Data listing:
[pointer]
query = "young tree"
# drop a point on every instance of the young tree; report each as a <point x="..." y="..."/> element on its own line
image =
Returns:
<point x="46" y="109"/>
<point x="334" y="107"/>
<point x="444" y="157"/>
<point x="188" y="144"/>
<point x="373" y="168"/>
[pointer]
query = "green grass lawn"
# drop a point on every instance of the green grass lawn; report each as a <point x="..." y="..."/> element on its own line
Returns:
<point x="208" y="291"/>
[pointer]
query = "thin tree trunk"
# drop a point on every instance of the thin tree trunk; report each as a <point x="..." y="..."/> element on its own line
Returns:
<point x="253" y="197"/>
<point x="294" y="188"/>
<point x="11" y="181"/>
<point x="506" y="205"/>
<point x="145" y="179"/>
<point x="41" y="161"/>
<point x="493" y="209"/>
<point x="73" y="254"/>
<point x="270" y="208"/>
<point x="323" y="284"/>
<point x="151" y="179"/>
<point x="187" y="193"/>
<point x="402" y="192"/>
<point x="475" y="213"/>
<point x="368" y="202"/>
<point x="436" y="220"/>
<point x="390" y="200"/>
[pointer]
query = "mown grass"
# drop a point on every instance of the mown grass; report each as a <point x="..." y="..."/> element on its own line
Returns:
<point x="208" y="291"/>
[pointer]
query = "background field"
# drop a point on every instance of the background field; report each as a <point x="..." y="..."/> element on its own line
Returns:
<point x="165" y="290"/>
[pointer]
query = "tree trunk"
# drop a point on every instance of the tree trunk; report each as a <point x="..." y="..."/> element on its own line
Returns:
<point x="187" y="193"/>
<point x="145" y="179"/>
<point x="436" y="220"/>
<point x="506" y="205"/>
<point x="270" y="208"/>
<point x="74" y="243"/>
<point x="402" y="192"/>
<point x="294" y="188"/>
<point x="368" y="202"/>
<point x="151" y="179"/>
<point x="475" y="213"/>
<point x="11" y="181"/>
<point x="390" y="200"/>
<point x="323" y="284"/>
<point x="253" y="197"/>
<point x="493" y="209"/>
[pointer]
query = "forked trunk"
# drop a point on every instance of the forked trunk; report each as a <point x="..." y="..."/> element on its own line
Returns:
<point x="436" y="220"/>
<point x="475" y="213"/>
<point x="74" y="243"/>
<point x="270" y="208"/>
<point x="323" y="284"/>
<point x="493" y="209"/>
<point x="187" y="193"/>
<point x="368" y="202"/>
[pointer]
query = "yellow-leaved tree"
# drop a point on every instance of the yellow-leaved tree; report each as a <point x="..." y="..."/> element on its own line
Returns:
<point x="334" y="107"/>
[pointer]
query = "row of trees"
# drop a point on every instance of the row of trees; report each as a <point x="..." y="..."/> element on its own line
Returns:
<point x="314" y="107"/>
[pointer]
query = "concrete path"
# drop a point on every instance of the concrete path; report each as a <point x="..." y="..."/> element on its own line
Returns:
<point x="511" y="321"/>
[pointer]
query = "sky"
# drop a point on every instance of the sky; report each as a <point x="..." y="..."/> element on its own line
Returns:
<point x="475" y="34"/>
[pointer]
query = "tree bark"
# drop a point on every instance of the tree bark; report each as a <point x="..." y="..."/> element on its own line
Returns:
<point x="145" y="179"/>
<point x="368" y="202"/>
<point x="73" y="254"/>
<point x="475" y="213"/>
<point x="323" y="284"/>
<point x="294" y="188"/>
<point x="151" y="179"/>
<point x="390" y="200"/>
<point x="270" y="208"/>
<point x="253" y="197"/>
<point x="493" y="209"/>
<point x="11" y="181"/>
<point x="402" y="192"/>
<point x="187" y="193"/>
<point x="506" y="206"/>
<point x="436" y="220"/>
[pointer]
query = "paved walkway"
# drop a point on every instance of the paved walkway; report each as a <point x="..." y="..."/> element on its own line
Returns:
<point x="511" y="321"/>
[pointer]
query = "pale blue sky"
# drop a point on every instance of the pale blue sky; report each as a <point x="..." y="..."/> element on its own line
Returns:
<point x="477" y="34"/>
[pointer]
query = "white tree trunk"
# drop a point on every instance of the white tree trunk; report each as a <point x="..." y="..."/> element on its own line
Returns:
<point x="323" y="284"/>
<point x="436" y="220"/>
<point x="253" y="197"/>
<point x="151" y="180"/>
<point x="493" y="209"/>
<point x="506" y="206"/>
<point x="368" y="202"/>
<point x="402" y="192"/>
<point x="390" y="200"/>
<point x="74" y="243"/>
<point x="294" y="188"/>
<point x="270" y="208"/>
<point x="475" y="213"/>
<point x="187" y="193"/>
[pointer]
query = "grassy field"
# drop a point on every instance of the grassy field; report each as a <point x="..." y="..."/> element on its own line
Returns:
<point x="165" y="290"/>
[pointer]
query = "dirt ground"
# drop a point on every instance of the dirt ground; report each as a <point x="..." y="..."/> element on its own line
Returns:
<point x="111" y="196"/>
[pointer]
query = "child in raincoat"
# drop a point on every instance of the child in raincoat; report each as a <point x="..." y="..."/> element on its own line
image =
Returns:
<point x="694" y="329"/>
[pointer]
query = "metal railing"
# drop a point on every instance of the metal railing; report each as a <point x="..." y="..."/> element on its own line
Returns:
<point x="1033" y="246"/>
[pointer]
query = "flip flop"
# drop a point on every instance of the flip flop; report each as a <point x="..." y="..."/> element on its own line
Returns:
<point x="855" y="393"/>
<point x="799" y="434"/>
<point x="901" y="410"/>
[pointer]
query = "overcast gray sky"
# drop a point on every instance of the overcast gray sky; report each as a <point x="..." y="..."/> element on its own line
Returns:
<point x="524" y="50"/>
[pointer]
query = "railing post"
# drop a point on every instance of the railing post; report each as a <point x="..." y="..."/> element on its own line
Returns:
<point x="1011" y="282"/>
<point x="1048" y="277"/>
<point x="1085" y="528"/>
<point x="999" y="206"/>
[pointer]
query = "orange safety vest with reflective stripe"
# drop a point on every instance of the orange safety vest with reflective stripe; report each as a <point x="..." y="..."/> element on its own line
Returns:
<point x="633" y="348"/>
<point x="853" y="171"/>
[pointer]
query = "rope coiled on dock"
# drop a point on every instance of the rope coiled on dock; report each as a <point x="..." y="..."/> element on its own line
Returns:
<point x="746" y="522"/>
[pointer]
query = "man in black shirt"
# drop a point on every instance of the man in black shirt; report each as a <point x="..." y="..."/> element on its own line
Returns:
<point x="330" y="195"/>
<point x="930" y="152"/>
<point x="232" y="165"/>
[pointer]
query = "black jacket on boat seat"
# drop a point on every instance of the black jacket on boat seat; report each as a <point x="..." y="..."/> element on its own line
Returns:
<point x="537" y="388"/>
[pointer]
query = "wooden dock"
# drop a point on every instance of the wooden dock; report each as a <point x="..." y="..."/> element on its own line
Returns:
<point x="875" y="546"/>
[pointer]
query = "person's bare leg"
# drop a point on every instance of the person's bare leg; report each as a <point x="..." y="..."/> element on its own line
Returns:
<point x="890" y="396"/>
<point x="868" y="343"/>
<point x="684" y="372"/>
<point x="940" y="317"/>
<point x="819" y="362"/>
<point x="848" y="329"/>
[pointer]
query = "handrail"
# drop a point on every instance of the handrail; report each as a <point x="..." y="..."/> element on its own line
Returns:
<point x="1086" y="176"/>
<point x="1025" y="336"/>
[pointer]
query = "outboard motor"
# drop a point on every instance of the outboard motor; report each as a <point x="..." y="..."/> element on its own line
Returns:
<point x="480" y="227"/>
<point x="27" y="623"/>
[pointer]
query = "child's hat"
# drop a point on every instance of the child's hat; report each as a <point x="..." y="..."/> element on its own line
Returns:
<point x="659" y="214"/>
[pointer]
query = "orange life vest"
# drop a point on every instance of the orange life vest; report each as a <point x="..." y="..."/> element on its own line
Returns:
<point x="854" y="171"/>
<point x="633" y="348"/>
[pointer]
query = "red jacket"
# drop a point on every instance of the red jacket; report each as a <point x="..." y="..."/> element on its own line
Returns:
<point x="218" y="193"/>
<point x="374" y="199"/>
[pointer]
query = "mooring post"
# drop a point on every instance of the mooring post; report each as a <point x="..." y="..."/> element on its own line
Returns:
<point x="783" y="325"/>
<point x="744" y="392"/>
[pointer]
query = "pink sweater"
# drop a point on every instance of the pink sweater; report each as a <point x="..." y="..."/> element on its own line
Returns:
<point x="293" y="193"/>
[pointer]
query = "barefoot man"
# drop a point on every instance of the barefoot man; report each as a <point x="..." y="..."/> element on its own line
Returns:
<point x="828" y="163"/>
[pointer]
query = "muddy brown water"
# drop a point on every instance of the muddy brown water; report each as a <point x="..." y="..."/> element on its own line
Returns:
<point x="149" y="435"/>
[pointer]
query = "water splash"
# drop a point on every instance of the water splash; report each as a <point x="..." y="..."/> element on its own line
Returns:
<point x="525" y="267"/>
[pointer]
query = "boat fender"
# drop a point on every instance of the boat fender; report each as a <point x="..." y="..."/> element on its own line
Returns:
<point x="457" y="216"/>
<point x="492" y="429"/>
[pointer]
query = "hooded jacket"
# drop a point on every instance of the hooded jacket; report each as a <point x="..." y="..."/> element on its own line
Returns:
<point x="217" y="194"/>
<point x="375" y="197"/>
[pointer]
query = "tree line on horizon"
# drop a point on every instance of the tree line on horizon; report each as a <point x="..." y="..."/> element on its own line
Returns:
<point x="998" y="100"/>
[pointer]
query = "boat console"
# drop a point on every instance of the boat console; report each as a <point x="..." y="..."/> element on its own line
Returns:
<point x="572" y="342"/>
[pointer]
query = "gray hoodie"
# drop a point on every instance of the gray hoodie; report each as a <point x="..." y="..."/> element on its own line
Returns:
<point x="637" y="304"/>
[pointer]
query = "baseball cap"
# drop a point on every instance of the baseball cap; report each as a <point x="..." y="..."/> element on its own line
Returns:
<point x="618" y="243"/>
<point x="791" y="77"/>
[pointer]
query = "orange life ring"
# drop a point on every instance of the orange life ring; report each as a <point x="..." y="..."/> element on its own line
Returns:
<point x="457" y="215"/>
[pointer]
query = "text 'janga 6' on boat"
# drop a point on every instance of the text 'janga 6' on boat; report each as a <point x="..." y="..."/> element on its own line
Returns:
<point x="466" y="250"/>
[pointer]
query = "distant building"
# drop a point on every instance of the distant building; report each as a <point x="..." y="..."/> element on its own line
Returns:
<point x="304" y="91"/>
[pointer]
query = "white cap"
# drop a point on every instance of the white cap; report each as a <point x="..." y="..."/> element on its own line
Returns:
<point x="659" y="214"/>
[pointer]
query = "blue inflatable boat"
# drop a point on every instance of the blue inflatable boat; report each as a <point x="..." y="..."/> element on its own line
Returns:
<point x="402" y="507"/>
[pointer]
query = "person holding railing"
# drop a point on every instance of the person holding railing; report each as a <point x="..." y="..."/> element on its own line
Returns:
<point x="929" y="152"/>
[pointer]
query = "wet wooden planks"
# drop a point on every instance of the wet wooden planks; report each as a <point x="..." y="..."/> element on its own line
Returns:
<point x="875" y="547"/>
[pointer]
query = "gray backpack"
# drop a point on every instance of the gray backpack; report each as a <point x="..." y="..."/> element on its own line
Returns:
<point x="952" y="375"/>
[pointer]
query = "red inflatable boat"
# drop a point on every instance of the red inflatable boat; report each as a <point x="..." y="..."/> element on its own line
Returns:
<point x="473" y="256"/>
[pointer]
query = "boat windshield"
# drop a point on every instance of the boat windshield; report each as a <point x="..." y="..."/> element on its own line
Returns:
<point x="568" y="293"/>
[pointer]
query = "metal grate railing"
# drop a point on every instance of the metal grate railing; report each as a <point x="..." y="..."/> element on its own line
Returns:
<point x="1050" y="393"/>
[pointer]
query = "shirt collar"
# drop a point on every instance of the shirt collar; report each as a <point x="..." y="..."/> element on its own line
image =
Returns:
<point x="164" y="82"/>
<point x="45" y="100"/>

**JOB**: Identify every line in the items above that contains the word "planks", and copy each of those lines in full.

**ANSWER FOR THIS EXERCISE**:
query = "wet wooden planks"
# drop a point on every instance of the wet wooden planks; report each as a <point x="..." y="..."/> element on its own line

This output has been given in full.